> RECORDS FOR THE EXERCISE
+ + +

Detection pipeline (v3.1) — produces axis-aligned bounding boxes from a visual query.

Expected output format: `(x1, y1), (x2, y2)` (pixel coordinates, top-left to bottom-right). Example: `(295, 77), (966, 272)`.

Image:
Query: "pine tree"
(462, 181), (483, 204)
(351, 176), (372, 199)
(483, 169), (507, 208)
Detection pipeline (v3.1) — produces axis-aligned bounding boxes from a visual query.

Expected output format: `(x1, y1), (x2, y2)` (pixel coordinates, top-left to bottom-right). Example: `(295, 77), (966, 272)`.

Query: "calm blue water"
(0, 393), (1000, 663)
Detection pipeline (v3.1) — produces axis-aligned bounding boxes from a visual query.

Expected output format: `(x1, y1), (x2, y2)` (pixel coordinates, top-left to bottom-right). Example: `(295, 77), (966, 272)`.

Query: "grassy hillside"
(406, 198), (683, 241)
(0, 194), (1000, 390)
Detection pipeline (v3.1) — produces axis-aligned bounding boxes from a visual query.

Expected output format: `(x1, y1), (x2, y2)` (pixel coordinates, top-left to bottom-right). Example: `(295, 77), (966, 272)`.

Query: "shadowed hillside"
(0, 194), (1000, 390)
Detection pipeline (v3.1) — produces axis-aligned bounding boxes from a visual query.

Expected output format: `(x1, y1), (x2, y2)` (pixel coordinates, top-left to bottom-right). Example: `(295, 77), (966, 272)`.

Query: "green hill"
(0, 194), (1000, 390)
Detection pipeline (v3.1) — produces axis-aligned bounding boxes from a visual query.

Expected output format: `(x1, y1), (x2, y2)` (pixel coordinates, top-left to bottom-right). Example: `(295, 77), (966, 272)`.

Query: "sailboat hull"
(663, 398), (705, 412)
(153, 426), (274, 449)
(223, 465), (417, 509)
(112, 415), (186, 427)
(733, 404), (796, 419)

+ + +

Please reproduce the records word for word, from their start through the line containing "(483, 169), (507, 208)", including that line.

Detection pipeline (v3.1) — produces axis-aligned bounding boxes from a visual query.

Expected output format: `(x1, y1), (x2, y2)` (pixel coordinates, top-left to bottom-right). Example: `(295, 77), (966, 272)`.

Image:
Query: "pine tree"
(462, 181), (483, 204)
(351, 176), (372, 199)
(483, 169), (507, 208)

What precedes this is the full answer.